YOUR INSTRUCTIONS: Go through the material and write it all out exactly, minus the pictures.

DATASET RECORDS:

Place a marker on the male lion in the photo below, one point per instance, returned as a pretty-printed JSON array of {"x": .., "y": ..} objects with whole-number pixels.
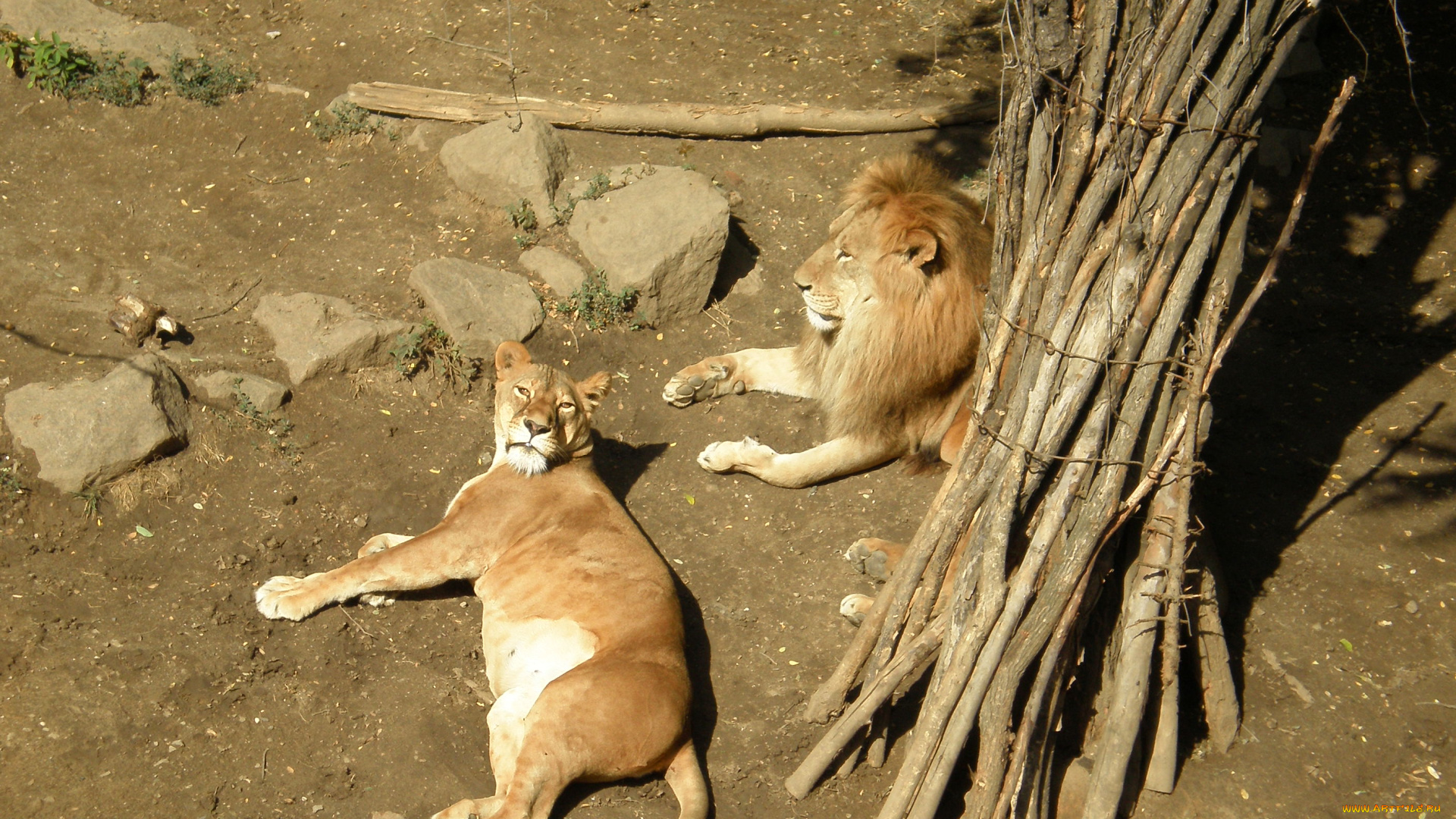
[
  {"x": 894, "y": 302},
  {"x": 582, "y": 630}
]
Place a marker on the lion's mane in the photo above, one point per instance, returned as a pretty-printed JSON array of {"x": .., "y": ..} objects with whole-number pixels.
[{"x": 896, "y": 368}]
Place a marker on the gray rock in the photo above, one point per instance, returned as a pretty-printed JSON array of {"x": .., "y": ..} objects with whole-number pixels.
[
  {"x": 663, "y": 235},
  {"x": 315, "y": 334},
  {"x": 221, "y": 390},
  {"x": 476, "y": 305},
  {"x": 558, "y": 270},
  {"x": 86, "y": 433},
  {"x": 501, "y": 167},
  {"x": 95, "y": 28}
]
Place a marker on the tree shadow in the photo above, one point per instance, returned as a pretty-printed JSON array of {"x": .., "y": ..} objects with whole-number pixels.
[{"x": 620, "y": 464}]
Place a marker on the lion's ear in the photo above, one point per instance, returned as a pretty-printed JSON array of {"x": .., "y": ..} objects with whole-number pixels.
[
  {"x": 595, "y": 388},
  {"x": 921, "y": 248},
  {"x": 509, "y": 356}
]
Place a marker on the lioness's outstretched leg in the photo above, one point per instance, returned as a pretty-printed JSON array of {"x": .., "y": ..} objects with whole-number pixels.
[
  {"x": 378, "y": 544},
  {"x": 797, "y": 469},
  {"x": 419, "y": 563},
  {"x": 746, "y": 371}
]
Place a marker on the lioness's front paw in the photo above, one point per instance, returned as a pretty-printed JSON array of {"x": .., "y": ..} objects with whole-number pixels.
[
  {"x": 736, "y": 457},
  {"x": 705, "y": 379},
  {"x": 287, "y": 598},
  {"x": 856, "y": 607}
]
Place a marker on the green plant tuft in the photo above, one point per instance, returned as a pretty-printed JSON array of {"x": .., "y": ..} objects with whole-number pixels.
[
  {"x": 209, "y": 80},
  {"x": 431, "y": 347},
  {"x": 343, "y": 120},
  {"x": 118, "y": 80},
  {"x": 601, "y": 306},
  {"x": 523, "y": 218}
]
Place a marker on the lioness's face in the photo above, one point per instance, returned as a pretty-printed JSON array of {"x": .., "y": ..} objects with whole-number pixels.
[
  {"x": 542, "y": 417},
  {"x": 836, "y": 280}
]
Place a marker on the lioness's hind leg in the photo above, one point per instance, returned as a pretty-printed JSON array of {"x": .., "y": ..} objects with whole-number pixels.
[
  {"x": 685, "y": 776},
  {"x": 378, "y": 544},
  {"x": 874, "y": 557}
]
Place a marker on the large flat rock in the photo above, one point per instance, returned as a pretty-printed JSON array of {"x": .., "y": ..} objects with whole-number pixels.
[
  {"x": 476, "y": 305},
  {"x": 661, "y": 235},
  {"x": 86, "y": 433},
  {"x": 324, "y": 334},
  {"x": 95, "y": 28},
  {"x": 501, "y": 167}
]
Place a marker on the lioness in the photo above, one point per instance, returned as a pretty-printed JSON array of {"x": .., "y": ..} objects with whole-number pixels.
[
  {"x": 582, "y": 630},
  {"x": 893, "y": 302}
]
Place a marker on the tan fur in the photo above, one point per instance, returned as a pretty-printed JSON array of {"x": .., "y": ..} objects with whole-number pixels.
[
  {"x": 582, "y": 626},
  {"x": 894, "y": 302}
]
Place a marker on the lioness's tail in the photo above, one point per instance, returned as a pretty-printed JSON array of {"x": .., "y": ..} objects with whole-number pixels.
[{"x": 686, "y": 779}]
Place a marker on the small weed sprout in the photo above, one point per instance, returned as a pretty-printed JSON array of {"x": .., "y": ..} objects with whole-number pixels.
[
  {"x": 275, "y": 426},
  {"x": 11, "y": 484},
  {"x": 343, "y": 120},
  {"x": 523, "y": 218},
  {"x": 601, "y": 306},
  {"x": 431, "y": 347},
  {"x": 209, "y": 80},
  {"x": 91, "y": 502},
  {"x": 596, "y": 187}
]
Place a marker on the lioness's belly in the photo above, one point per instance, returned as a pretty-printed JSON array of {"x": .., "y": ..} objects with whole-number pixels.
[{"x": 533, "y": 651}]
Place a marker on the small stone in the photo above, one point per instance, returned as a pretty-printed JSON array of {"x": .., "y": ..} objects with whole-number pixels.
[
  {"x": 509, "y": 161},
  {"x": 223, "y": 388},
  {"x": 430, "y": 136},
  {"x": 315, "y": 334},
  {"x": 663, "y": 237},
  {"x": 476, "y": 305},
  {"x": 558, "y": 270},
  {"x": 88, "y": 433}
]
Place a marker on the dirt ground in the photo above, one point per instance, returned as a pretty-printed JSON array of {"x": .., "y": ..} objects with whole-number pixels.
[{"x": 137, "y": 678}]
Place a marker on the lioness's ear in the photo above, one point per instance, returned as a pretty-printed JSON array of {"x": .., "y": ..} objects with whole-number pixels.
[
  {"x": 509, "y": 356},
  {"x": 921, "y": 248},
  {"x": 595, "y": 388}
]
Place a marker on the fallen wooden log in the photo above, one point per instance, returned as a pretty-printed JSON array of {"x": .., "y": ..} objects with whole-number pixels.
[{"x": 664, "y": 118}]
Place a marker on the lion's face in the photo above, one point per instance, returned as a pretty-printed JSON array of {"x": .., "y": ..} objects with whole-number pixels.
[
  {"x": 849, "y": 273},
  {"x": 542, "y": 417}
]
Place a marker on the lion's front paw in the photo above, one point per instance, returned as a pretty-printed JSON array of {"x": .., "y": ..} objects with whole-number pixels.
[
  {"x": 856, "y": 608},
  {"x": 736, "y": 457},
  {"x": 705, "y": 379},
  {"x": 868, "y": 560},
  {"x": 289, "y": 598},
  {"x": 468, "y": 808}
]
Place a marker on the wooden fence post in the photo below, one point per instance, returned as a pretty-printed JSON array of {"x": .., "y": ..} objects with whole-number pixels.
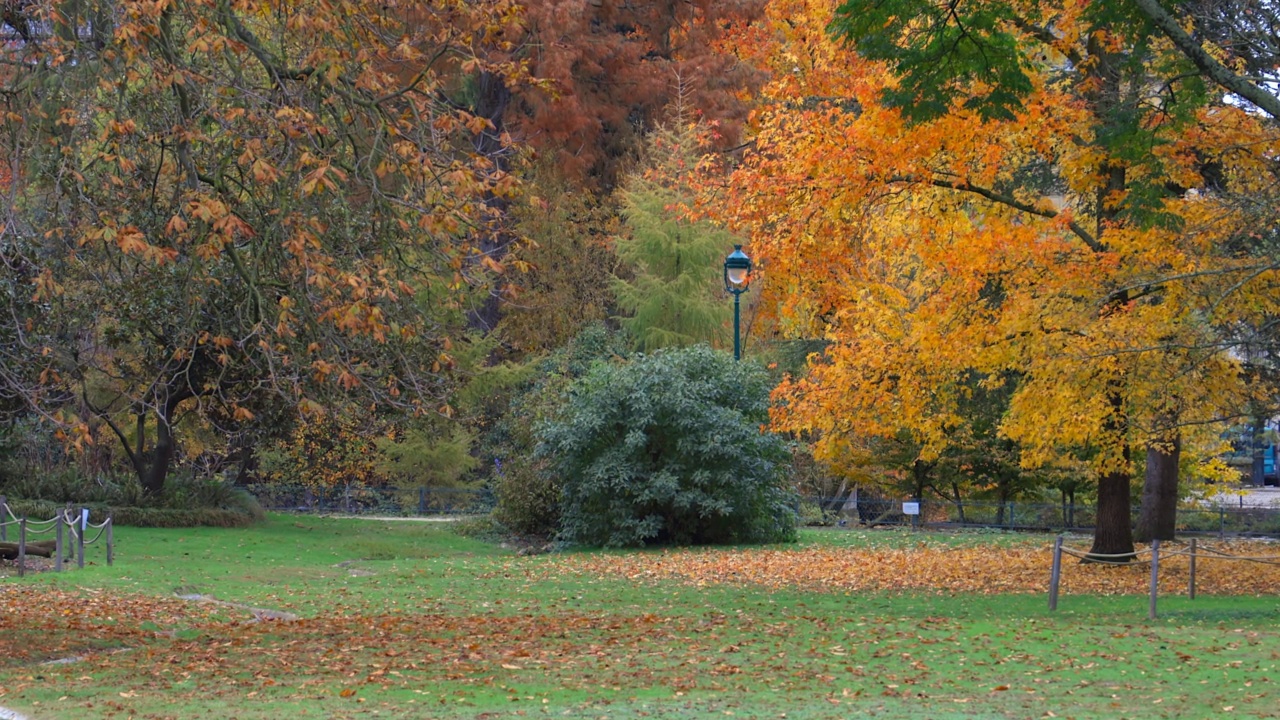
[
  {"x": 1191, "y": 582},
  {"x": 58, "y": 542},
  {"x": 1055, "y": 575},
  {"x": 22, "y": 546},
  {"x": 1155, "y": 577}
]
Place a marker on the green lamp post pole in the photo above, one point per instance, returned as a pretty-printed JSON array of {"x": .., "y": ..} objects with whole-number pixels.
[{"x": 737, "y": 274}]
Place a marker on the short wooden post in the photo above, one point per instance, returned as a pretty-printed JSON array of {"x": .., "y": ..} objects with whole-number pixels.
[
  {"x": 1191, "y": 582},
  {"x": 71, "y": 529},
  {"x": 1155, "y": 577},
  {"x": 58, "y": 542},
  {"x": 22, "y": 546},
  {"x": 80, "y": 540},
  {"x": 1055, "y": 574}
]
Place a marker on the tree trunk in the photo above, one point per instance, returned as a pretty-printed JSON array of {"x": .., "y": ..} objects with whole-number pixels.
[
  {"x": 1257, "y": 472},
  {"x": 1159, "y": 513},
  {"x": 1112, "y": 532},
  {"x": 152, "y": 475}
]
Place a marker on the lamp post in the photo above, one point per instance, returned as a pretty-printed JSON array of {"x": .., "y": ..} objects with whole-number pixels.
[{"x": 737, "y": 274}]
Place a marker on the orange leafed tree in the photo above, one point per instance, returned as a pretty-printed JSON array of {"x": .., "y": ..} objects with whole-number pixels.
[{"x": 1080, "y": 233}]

COMPLETE ANSWER:
Place a marker on the male lion in the photo below, one point per instance, returned as a pretty-printed JSON array of {"x": .., "y": ..} objects with whole-number pixels.
[
  {"x": 894, "y": 302},
  {"x": 582, "y": 630}
]
Place a marker on the lion's mane in the photo above, one point per instance, returned as a pretty-printed JSON array of {"x": .., "y": ..} objects with whole-number pixels.
[{"x": 896, "y": 368}]
Place a marker on the gray rock in the photo above, one point per instance, returned as a pretty-printed JSON array of {"x": .., "y": ..} objects with whole-number pixels.
[
  {"x": 663, "y": 235},
  {"x": 315, "y": 334},
  {"x": 221, "y": 390},
  {"x": 476, "y": 305},
  {"x": 558, "y": 270},
  {"x": 86, "y": 433},
  {"x": 501, "y": 167},
  {"x": 95, "y": 28}
]
Place a marker on the tree shadow in the photo above, one point per instance, returned as a pretty-printed JSON array of {"x": .., "y": ..} objects with whole-number pixels.
[{"x": 620, "y": 464}]
Place a marker on the lion's ear in the photo above, one point per instance, returned as a pretty-printed JSON array of {"x": .., "y": ..} objects with whole-number pixels.
[
  {"x": 595, "y": 388},
  {"x": 921, "y": 248},
  {"x": 509, "y": 356}
]
Place a marker on the lioness's outstretched leg in the photo above, one point per instance, returned as a pretty-printed JSON array of {"x": .., "y": ..} objects with whole-number pixels.
[
  {"x": 378, "y": 544},
  {"x": 797, "y": 469},
  {"x": 419, "y": 563},
  {"x": 746, "y": 371}
]
Place a marker on the lioness's front paw in the photo above, one point per instance, returned as a pretty-printed JSON array of {"x": .., "y": ..} objects with whole-number pixels.
[
  {"x": 736, "y": 457},
  {"x": 705, "y": 379},
  {"x": 287, "y": 598},
  {"x": 856, "y": 607}
]
Place a marker on the green plant tuft in the photo above, one point per instance, returned as a pretty-printed JSON array of {"x": .., "y": ..} objects with whole-number pixels.
[
  {"x": 209, "y": 80},
  {"x": 431, "y": 347},
  {"x": 343, "y": 120},
  {"x": 118, "y": 80},
  {"x": 601, "y": 306},
  {"x": 523, "y": 218}
]
Place a marker on the lioness's face in the photo above, one point per instance, returned as a pretty-printed JSON array of {"x": .., "y": ..} objects with whole-number pixels.
[
  {"x": 542, "y": 417},
  {"x": 836, "y": 280}
]
Place a marker on the lioness's hind leg in the photo above, one point per instance, returned as a pretty-printed JSON array of {"x": .., "y": ..} objects with whole-number pixels.
[
  {"x": 685, "y": 776},
  {"x": 378, "y": 544},
  {"x": 874, "y": 557}
]
Place a marker on the large flat rock in the photo above, one point per instance, returned as a pretty-printed JSON array of {"x": .., "y": ..} objects with whole-number pixels.
[
  {"x": 476, "y": 305},
  {"x": 661, "y": 235},
  {"x": 86, "y": 433},
  {"x": 324, "y": 334},
  {"x": 95, "y": 28},
  {"x": 501, "y": 167}
]
Place a marker on the lioness in the photo above, one point per instance, returned as a pretty-printed JSON array of {"x": .., "y": ..} objects with whole-number pixels.
[
  {"x": 582, "y": 630},
  {"x": 893, "y": 302}
]
Place a marker on the tan fur in the photo above, one point per instance, returned as a pretty-printed JSON array of {"x": .., "y": ..} objects with whole-number pixels.
[
  {"x": 582, "y": 626},
  {"x": 894, "y": 302}
]
Place a marker on the lioness's tail in the photo above, one point per instance, returned as a pretty-printed JSON array of {"x": .., "y": ..} objects with whole-number pixels.
[{"x": 686, "y": 779}]
Place a marker on the small weed sprout in the photo above, one point per instance, returned as a pretty-printed JSON array of {"x": .., "y": ..} objects with whole-number pixels.
[
  {"x": 275, "y": 426},
  {"x": 11, "y": 484},
  {"x": 343, "y": 120},
  {"x": 523, "y": 218},
  {"x": 601, "y": 306},
  {"x": 431, "y": 347},
  {"x": 209, "y": 80},
  {"x": 91, "y": 502},
  {"x": 596, "y": 187}
]
Place a marker on the lioness's belly in the photo above, one point per instance, returned as a pretty-printed JSON array of {"x": .., "y": ..} objects with whole-number pixels.
[{"x": 533, "y": 651}]
Place a marker on the small stone in the photo above, one point per instance, returned as a pretty-printed JSON array of {"x": .., "y": ..} objects with whole-number pixels.
[
  {"x": 509, "y": 161},
  {"x": 223, "y": 388},
  {"x": 430, "y": 136},
  {"x": 315, "y": 334},
  {"x": 663, "y": 237},
  {"x": 476, "y": 305},
  {"x": 558, "y": 270},
  {"x": 88, "y": 433}
]
Place a marker on the dirt ground in the photo above, one point per instance, returned as a pretty-printed JSON array of {"x": .., "y": ..} objects with whole-number pixels.
[{"x": 137, "y": 678}]
Place a marker on the lioness's ear in the photo above, one point per instance, returned as a pretty-printed JSON array of {"x": .., "y": ..} objects with whole-number pixels.
[
  {"x": 509, "y": 356},
  {"x": 921, "y": 248},
  {"x": 595, "y": 388}
]
Place a marker on the fallen wooden log in the photo above, one point per instance, returned as a pretty-printed JSON array of {"x": .., "y": ..} objects with whole-number pixels.
[{"x": 664, "y": 118}]
Place a marker on the lion's face in the photo above, one point per instance, returned as a pretty-printed JSON array of {"x": .., "y": ..} objects with whole-number pixels.
[
  {"x": 849, "y": 273},
  {"x": 542, "y": 417}
]
Place a marker on the lion's front paw in the photo above, one point per instance, returned as a pretty-printed JSON array of {"x": .., "y": ..} objects with whole-number pixels.
[
  {"x": 856, "y": 608},
  {"x": 736, "y": 457},
  {"x": 705, "y": 379},
  {"x": 868, "y": 560},
  {"x": 289, "y": 598},
  {"x": 468, "y": 808}
]
Place a marker on the wooden fence post in the photo below, one point per instance, returned as a pretty-printed JSON array of {"x": .., "y": ..} objects with whole-number pixels.
[
  {"x": 1191, "y": 582},
  {"x": 58, "y": 542},
  {"x": 1055, "y": 575},
  {"x": 22, "y": 546},
  {"x": 1155, "y": 577}
]
Place a marker on the green lamp post pole in the photo above, one point per instance, returned as a pretty-printed JSON array of {"x": .., "y": ..} objects with whole-number pixels.
[{"x": 737, "y": 274}]
Place a marker on the short wooden post in the photo above, one point per instance, returned as a pretty-printed JSON array of {"x": .., "y": ..} objects with whole-number pixels.
[
  {"x": 1191, "y": 582},
  {"x": 71, "y": 529},
  {"x": 1155, "y": 577},
  {"x": 58, "y": 542},
  {"x": 22, "y": 546},
  {"x": 80, "y": 540},
  {"x": 1055, "y": 574}
]
Place a marker on the tree trunk in the photo above, one point per instance, returned as a pretty-printed JSON array of {"x": .., "y": ..} objects with whole-number pixels.
[
  {"x": 1257, "y": 472},
  {"x": 1159, "y": 513},
  {"x": 1112, "y": 532},
  {"x": 152, "y": 475}
]
Place a marker on the lamp post in the photo above, one point per instance, returned as a pretty-printed JSON array of {"x": .., "y": ..} objects with whole-number pixels.
[{"x": 737, "y": 274}]
Place a marker on the orange leafed tree in the photo above, one point per instance, returned as a pretty-printed JSON array of {"x": .., "y": ..} objects with whole-number pixels.
[{"x": 1080, "y": 233}]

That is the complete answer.